>> START

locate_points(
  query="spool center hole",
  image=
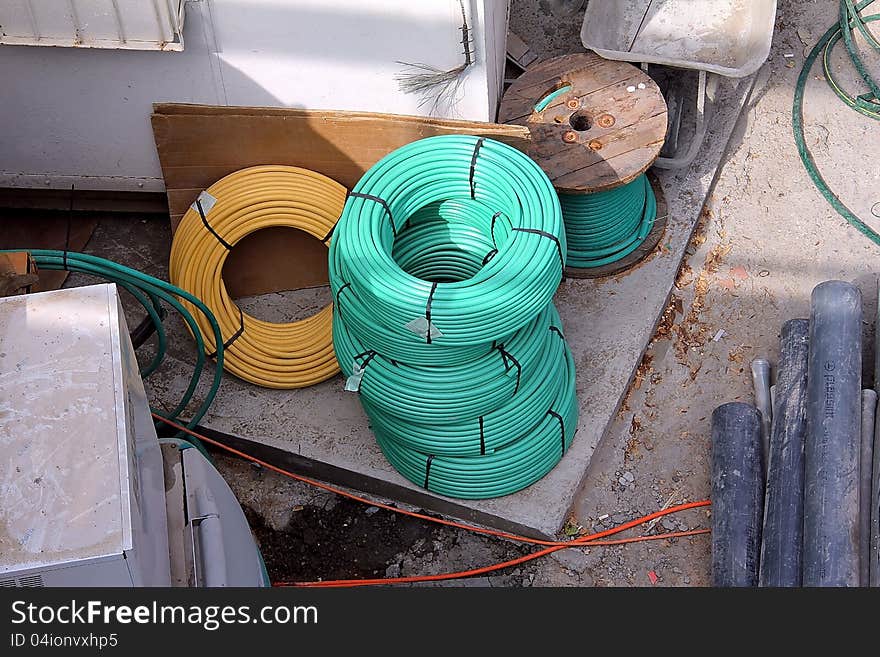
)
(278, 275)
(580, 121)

>> END
>> START

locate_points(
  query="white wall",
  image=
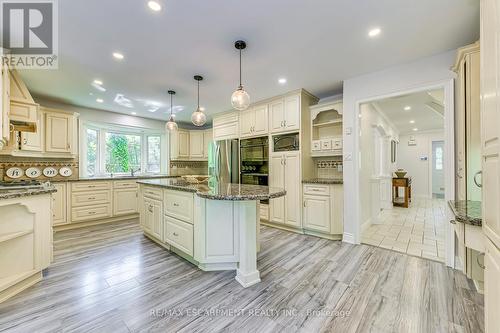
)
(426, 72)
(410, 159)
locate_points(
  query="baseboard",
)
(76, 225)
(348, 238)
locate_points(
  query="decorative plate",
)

>> END
>> START

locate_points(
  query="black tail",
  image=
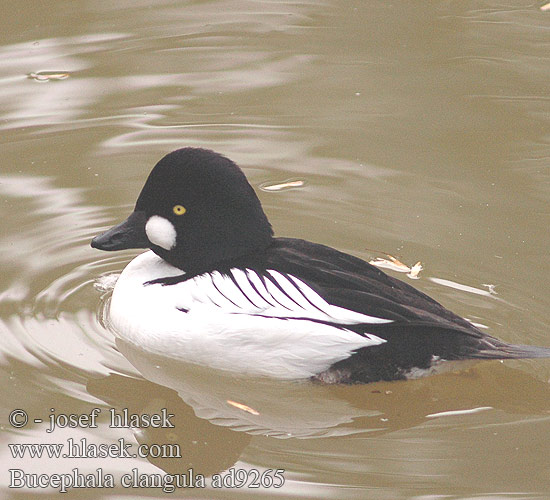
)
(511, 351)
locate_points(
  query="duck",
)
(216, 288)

>> END

◆ Request
How many lines of the records contain the string "query", matching case exactly? Give only the number.

◆ Response
6